§ TEXT EXCERPT
-------------------------
3 thoughts on “Stress Ruining Your Relationship? 10 Signs and Quick Fixes”

  1. Hillary says:

    This is so me! I am stressed all the time these days because of the boss’s return from the trip and the meeting he arranged with all of us. What if something goes wrong and he doesn’t like my report? Everything I’ve worked for all these months will be lost. Oh I am so worried, you have no idea. I think that as much as I try to hide it my husband can sense it. I guess I am irritable and talk on a high voice with him. I am so sorry but I can’t help it. God sent me this article. Thanks to these points I have an idea of how to reduce my stress right now. First thing in the morning and I’ll get help from my best friend.
-------------------------
§ LISTED RECORDS

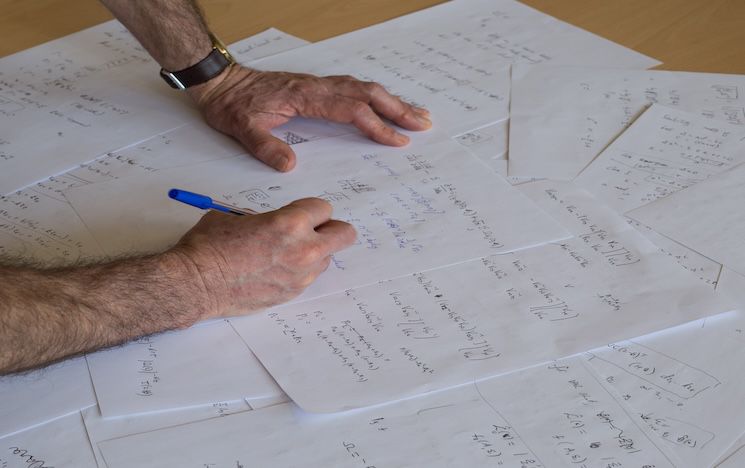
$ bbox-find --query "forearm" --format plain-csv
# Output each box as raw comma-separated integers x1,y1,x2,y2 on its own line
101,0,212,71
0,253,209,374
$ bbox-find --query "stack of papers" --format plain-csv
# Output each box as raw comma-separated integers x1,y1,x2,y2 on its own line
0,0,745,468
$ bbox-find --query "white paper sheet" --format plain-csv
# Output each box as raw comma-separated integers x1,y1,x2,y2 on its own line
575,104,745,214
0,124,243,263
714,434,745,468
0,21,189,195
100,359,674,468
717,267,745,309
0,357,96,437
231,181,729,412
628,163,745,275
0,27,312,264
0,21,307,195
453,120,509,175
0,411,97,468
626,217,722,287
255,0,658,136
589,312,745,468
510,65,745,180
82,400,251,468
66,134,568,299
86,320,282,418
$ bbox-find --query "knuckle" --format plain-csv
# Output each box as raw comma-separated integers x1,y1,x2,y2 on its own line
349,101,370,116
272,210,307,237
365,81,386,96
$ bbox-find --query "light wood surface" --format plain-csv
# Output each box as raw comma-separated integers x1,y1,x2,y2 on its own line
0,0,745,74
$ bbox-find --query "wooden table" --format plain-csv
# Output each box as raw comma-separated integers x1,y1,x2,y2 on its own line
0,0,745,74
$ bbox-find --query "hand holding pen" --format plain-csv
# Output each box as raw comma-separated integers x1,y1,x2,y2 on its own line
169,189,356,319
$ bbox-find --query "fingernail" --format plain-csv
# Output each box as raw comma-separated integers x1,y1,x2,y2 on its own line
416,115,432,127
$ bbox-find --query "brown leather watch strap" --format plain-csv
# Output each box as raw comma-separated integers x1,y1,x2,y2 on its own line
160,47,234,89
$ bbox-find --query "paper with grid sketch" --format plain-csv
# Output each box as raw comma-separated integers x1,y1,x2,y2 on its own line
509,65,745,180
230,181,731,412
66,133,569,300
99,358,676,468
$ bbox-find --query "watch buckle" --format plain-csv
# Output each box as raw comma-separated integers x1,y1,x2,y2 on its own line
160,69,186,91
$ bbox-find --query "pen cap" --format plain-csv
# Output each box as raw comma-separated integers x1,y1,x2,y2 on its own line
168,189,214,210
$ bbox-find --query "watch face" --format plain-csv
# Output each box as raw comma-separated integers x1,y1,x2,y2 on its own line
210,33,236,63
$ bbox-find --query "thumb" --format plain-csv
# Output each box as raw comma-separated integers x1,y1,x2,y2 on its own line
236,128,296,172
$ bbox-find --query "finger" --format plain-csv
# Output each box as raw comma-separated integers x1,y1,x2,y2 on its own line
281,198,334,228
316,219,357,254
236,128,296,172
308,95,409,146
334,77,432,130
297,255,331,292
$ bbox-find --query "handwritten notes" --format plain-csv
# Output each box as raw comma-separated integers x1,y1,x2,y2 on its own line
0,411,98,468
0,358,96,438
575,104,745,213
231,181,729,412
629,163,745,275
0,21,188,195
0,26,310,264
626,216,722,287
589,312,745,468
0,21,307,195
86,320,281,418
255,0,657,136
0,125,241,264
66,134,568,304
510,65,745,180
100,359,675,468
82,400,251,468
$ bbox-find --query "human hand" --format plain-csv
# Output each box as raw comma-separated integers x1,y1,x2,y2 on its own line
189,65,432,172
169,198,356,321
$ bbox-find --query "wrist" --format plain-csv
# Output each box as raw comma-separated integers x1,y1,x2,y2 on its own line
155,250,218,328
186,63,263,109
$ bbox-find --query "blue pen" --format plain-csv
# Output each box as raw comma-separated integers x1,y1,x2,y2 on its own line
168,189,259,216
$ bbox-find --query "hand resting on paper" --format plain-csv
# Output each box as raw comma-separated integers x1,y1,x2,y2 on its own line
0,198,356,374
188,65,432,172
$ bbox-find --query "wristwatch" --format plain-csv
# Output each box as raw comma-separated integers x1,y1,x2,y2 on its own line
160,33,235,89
-------------------------
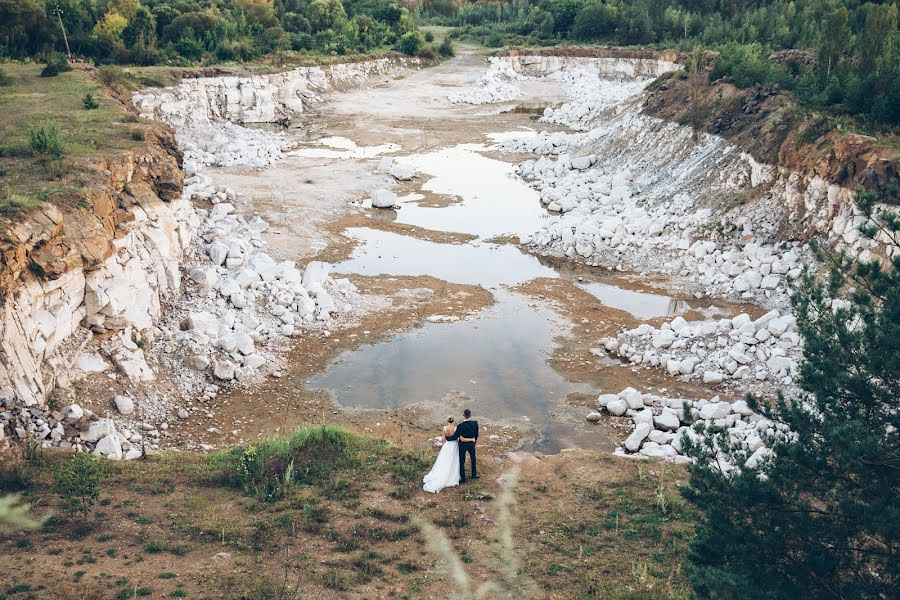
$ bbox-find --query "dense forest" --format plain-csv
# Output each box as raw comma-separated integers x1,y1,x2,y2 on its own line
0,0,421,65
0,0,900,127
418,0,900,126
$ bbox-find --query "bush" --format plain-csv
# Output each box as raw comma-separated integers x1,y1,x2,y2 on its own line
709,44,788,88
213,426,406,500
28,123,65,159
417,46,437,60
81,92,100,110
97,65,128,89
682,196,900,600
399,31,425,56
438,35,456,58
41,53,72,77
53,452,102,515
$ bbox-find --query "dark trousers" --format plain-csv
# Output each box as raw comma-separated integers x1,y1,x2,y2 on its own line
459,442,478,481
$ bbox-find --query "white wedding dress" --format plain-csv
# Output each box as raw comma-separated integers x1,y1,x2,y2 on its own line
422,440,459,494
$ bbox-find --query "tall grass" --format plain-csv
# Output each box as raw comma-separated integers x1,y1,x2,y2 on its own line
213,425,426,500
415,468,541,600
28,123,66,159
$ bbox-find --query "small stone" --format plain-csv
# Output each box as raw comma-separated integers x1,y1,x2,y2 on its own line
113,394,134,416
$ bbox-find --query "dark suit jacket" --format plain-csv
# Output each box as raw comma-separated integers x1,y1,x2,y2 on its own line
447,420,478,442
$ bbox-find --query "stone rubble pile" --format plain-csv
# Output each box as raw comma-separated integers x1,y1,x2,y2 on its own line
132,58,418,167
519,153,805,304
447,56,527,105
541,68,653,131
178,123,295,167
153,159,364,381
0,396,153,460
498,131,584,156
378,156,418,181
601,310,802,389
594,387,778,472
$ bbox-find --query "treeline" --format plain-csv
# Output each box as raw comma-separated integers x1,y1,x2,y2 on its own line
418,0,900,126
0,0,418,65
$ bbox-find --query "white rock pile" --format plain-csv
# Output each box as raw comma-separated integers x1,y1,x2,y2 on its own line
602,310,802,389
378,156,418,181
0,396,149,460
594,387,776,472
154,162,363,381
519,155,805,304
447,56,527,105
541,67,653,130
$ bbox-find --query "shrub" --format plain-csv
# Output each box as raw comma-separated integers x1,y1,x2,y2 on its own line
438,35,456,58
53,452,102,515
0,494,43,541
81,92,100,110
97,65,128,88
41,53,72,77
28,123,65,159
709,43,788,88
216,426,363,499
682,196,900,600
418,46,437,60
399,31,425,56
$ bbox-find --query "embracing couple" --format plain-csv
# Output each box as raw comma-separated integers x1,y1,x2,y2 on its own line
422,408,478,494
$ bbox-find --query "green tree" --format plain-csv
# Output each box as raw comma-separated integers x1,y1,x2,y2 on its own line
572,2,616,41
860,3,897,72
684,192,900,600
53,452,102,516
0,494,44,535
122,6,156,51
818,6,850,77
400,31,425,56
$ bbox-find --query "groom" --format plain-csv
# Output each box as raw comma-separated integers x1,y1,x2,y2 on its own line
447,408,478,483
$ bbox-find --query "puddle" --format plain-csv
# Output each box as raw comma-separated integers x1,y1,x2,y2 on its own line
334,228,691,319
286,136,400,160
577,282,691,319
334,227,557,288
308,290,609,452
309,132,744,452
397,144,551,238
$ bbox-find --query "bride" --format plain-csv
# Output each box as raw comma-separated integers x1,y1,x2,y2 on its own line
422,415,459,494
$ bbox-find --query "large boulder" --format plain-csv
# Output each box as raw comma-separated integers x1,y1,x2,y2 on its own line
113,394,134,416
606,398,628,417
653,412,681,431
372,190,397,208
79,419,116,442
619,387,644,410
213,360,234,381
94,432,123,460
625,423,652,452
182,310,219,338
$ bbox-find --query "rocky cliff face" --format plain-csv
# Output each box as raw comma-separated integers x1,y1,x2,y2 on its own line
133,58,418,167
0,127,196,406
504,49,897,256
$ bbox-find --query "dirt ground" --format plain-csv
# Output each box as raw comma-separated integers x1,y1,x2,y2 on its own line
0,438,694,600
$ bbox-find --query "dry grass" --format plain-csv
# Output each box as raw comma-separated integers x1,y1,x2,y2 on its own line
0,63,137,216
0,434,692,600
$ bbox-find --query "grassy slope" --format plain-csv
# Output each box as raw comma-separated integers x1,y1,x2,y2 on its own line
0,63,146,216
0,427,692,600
-------------------------
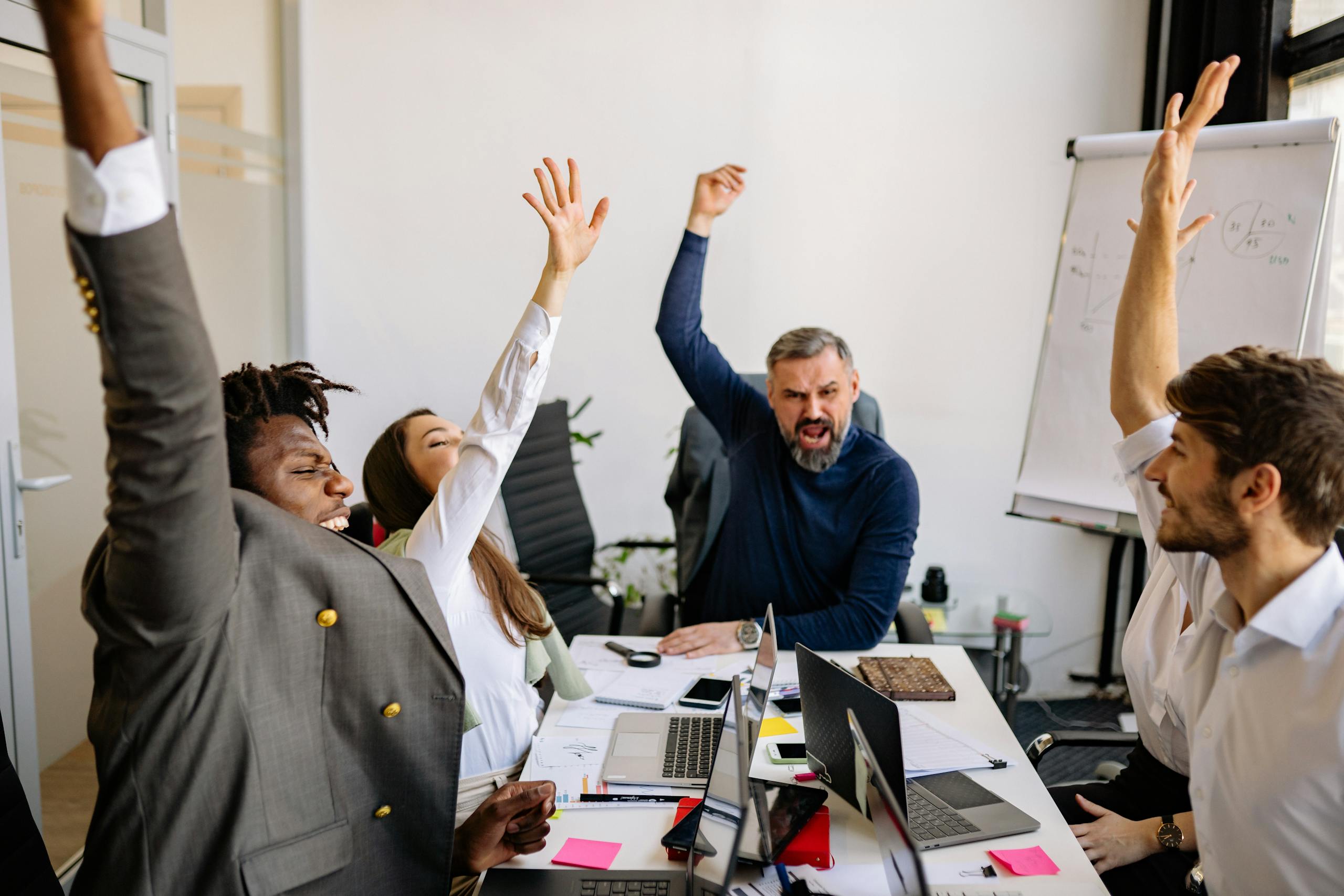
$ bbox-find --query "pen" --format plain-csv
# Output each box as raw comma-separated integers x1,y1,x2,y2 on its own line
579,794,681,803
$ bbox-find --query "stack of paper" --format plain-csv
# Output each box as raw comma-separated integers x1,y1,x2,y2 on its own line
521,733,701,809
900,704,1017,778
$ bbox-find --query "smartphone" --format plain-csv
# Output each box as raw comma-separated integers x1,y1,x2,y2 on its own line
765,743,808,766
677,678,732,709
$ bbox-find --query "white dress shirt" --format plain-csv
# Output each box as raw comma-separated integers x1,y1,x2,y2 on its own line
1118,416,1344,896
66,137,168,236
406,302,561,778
-------------------------
§ DIRECTIONS
In the comment, what does the commenter say is causing the constant stress?

§ YOUR RESPONSE
The boss's return from the trip and the meeting he arranged with all of them.